» **Source document**
****************

So, Seoul

I haven’t been everywhere, but it’s on my list. Susan Sontag

Seoul has never been on my list. In my mind, Seoul has always meant boy bands, plastic surgery, fashion shopping, shiny surfaces, and big screen advertising; all of which are in my personal seventh circle of hell. I kept saying to Mark, do we have to go there? Can you go to South Korea and not see Seoul? The answer: it’s a transport hub, you’re going there anyway. See if it changes your mind.

I have to say that after having been in human-scaled Gyeongju, when we popped up out of the Seoul train station and saw all the big glass buildings, I felt like Mary Tyler Moore arriving in the big city! Big city indeed, it’s the 4th largest metropolitan area in the world. Everything is huge, spaces are vast. Going to somewhere across town is a day trip.

Not every vista is dystopian, it’s surrounded by mountains and there’s a ton of great parks.

The old defensive walls

Modern Seoul is all shiny and standard issue, but what I liked best is finding vestiges of its past self. Cities are palimpsests, you can never entirely erase what went before. There are always traces.

I think the best part about Seoul is ditching down alleyways to find the hidden places. This was our favorite cafe.

Accidental film noir

It’s an event here to dress in traditional Hanok garb and go to the former palaces to walk around and take selfies.

Boy band boys are big, big stars. We stayed near the corporate headquarters for a main K-pop label. Everyday we were treated to selfie swarms in front of the nondescript glass international style skyscraper and especially in front of any image of the stars. I found it incomprehensible. They’re corporate creations, The Monkees meets Brave New World.

****************

» **Dataset records**
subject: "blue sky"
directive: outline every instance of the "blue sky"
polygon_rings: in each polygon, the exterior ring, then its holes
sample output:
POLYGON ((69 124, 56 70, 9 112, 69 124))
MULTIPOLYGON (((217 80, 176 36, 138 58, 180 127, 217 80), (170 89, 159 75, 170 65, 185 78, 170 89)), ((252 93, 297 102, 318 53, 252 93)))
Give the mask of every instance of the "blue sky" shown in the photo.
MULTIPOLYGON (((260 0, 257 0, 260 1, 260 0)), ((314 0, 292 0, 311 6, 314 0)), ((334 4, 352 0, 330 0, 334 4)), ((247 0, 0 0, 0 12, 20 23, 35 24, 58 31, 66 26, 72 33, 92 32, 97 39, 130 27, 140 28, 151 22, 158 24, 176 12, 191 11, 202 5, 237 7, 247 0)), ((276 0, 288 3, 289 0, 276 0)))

****************

Carry on the travel essay about Seoul, picking up right after its final sentence.

Humans cosplaying as AI
One of the bazillion boy band cafes

In other worship, temples abound

The temple of Charlie Brown

But the thing I’ll most associate with Seoul is iced americano coffee in plastic cups, to go. There’s not much cafe culture here. Koreans work more hours than anyone and the government has proposed increasing the workweek. Drink it down and get back on it.

We’re slackers, we sit

Lest you think this stop was a dud, let me assure you that we’re delighted to have visited Seoul. This is why we travel: to see how people live and arrange their lives, to get a firsthand look at what they think is important, what gets saved and what gets destroyed. To find out what it’s like, not to get more of what I like. Iced americanos are now tied up with my understanding of what it is to be Korean in a way that statistics on working hours never could.

Random foreign words are popular for store names in Korea. I should do a whole photo collection of them. This is a jewelry shop called Leave! Um ok. We’re outta here. Next up: Hanoi!